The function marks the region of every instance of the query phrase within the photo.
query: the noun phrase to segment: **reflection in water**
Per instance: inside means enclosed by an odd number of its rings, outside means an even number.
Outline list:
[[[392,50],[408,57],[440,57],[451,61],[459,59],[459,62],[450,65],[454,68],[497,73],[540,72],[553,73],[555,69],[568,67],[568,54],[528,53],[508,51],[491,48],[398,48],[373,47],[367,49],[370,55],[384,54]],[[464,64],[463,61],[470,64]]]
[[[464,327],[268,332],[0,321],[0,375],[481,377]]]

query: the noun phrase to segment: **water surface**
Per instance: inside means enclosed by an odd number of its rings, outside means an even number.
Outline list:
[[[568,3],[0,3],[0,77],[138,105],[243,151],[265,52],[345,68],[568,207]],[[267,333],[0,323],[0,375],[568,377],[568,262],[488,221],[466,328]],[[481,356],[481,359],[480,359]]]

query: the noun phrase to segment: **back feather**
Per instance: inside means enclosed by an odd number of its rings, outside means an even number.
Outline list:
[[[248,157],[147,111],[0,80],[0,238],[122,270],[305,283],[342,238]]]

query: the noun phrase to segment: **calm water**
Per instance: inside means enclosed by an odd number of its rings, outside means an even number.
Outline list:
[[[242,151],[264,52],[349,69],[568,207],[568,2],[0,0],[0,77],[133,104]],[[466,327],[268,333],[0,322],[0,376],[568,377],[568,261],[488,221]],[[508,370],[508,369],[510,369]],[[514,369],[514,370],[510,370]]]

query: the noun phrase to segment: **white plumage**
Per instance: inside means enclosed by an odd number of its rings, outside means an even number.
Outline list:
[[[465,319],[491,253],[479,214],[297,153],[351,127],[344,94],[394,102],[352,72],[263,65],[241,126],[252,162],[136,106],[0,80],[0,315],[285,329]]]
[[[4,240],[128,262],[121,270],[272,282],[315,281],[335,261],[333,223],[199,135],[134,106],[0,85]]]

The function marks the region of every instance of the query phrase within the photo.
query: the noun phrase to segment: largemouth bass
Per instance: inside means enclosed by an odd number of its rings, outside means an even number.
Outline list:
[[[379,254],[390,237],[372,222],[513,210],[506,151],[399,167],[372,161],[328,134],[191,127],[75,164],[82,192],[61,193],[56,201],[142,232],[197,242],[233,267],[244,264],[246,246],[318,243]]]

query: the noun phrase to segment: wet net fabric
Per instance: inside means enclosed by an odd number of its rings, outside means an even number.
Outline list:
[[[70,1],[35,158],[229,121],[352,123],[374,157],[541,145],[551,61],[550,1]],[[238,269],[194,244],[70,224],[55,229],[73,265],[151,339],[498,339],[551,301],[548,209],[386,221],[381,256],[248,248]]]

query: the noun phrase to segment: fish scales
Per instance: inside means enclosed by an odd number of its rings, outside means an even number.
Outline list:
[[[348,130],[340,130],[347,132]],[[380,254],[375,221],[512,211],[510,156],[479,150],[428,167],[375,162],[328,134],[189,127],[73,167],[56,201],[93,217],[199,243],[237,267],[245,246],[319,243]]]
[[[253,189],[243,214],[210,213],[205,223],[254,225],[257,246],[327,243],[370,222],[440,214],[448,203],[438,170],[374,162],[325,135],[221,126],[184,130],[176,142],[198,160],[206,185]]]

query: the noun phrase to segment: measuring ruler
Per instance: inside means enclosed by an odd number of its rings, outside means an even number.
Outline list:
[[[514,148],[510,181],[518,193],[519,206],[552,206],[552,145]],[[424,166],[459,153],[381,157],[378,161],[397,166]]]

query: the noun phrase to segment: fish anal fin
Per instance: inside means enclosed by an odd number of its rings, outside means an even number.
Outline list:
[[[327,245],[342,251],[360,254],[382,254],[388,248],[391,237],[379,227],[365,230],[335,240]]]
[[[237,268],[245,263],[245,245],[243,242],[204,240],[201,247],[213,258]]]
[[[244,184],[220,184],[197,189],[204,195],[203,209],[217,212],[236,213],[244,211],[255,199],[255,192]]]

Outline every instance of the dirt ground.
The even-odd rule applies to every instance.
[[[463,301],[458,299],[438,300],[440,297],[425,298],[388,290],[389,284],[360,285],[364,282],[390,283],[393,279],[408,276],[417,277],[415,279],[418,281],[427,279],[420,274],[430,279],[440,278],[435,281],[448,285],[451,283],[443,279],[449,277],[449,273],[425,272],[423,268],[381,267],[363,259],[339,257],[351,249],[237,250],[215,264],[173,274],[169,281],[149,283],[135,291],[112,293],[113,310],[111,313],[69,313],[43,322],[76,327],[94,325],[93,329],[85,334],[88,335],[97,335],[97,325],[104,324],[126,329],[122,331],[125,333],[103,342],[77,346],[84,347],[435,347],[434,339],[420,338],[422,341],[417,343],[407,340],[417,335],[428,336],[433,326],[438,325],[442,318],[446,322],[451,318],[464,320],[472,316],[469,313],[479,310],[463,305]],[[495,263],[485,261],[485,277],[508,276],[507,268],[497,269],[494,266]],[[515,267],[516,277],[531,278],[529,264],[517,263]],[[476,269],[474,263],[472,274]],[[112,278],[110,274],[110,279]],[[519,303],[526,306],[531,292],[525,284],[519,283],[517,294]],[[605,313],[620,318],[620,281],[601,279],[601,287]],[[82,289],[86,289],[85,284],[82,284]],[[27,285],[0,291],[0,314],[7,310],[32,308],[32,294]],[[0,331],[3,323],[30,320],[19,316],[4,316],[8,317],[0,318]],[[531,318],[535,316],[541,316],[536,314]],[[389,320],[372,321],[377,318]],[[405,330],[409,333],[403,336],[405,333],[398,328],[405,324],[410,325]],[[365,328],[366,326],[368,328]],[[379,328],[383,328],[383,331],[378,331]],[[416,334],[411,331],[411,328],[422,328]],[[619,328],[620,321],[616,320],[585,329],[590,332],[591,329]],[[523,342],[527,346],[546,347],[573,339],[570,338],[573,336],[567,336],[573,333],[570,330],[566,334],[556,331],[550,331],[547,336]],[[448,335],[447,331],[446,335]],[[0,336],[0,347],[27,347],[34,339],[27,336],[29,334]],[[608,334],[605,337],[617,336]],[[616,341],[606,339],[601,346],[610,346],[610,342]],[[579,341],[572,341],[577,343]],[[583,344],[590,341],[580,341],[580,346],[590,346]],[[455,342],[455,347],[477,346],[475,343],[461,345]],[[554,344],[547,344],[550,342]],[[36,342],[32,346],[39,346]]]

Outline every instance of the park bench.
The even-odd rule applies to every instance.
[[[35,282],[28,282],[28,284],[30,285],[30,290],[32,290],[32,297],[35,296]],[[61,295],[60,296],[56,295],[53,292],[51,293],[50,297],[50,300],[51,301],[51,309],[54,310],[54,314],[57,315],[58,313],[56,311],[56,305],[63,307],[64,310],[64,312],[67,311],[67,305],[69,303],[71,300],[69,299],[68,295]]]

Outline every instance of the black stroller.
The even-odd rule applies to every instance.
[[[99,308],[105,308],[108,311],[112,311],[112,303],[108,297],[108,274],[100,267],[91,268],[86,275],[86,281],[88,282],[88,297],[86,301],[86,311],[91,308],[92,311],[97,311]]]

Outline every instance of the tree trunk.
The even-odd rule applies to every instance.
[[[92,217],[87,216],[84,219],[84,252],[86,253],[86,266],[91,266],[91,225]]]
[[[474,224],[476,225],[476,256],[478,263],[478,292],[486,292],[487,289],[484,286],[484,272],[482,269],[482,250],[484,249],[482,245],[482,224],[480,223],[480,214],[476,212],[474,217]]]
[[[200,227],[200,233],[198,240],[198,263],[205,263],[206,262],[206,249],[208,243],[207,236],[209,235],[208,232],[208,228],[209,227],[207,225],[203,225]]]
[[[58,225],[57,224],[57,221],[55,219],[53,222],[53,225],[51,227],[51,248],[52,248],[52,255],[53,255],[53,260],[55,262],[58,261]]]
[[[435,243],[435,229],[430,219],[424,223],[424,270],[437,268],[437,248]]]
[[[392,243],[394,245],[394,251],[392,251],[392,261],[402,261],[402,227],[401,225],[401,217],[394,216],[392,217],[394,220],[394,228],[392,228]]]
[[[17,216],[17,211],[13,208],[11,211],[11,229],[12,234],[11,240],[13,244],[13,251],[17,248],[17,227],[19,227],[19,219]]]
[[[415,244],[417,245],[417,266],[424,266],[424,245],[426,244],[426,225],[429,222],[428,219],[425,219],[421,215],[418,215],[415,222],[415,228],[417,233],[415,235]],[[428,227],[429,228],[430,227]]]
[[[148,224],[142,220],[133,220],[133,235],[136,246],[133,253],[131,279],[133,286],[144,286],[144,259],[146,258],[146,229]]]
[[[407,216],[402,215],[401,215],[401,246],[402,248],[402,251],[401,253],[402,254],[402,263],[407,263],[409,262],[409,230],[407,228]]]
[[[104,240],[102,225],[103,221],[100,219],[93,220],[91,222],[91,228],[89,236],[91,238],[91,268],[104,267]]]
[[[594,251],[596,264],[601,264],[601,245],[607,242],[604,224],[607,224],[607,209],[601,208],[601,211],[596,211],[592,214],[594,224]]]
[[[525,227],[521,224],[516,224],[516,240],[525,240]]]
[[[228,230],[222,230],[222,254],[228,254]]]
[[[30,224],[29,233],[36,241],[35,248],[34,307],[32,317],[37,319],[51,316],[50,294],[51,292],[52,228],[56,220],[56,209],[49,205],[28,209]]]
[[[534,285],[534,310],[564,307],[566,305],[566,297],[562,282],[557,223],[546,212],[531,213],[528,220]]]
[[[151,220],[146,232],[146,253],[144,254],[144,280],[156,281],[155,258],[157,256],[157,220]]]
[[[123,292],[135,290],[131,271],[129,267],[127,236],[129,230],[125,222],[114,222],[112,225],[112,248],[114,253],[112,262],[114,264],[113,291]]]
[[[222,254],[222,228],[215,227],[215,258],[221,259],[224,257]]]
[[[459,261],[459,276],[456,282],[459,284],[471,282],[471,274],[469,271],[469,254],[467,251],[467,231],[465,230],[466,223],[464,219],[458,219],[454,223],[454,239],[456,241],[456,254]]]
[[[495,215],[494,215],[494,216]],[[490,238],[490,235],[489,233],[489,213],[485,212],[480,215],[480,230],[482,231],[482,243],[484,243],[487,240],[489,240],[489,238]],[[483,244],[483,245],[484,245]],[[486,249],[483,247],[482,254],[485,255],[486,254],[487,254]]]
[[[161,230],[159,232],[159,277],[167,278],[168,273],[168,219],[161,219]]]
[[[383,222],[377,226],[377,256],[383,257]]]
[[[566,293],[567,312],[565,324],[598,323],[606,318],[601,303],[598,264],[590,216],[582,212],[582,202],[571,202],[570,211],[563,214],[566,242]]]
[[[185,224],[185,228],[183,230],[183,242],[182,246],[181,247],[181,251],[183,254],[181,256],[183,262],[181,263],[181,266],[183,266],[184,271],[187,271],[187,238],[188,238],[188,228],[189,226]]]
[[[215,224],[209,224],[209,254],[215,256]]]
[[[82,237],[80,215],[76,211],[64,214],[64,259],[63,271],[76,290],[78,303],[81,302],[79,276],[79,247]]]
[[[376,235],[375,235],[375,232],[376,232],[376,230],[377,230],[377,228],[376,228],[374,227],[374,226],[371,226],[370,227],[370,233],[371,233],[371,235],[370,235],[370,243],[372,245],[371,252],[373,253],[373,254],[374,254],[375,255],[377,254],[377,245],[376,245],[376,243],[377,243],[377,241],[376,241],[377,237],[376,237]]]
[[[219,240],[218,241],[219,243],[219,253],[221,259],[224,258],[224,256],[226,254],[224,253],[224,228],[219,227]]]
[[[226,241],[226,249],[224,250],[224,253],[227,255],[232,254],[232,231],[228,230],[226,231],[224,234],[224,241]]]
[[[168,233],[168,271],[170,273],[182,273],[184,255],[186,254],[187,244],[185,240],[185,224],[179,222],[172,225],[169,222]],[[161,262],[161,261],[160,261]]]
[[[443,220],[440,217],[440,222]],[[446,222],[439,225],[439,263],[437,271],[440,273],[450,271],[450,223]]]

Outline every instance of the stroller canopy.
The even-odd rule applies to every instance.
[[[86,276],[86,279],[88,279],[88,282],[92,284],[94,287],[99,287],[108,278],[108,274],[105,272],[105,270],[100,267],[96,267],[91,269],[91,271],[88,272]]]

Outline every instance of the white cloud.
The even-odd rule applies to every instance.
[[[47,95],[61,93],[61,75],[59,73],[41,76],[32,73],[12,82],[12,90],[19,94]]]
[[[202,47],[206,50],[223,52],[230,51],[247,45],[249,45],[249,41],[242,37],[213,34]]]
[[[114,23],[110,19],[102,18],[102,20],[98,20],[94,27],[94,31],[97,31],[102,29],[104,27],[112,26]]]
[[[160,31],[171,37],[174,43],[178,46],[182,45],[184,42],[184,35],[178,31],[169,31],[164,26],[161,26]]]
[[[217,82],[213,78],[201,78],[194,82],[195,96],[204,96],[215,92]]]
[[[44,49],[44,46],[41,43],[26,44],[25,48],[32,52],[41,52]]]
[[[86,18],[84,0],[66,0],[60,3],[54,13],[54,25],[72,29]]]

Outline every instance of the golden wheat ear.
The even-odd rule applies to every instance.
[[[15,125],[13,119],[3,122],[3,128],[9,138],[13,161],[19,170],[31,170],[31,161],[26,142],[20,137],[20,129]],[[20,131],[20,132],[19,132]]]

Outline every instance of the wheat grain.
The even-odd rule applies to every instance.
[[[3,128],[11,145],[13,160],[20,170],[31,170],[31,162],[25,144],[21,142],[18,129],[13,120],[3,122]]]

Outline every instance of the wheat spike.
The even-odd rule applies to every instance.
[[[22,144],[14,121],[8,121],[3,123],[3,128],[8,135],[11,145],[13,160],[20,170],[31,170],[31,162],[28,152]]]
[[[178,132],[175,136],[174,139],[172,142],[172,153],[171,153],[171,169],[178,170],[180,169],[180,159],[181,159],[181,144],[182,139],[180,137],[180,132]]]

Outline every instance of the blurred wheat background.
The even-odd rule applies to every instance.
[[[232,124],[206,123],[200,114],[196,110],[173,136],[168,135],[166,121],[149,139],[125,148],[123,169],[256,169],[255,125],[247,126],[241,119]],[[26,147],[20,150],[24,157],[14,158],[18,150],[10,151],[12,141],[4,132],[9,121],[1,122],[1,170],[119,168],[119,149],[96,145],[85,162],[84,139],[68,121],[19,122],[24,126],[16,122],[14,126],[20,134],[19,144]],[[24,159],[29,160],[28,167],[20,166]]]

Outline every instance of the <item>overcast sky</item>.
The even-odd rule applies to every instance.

> WRITTEN INSTRUCTION
Recast the lines from the one containing "Outline every instance of the blurred" up to and including the final line as a Markdown table with the columns No. and Line Text, one row per line and blank lines omitted.

> OUTPUT BELOW
| No. | Line Text |
|---|---|
| 1 | Outline every instance of the blurred wheat background. |
| 2 | The even-odd rule applies to every instance. |
| 3 | [[[232,124],[206,123],[200,114],[196,110],[173,136],[168,135],[166,121],[149,139],[125,148],[123,169],[256,169],[255,125],[247,126],[241,119]],[[26,147],[20,150],[24,157],[14,158],[18,150],[10,151],[12,141],[4,132],[9,121],[1,122],[1,170],[119,168],[119,149],[96,145],[85,162],[84,139],[68,121],[19,122],[24,126],[16,122],[14,126],[20,134],[19,144]],[[24,159],[29,160],[28,167],[20,166]]] |
| 4 | Outline every instance of the <item>overcast sky</item>. |
| 5 | The even-odd rule applies to every instance. |